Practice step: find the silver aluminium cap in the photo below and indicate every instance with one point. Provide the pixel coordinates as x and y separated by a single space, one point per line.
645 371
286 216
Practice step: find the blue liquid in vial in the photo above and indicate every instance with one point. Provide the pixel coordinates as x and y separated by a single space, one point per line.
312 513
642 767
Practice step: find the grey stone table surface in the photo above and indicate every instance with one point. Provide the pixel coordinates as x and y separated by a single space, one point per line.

-=-=-

→ **Work required**
Can you put the items above into a Markdown table with two columns, No. for the row number and Line for the line, leaving out any blank lines?

→ **Response to this exercise**
| No. | Line |
|---|---|
| 1 | Practice step: find the silver aluminium cap in the photo below and indicate every instance with one point. Provide the pixel coordinates as x and y separated by a single space, one point per line. |
| 2 | 645 371 |
| 3 | 286 216 |
| 4 | Practice step: find the blue liquid in vial in the photo above and indicate every instance with one point. Provide the pixel coordinates as x and y separated by a single space, one point per line. |
| 5 | 312 513 |
| 6 | 642 767 |
| 7 | Practice step: find the grey stone table surface in the photo above and indicate every instance with one point. Provide the pixel coordinates as x and y separated by a single space, one point per line. |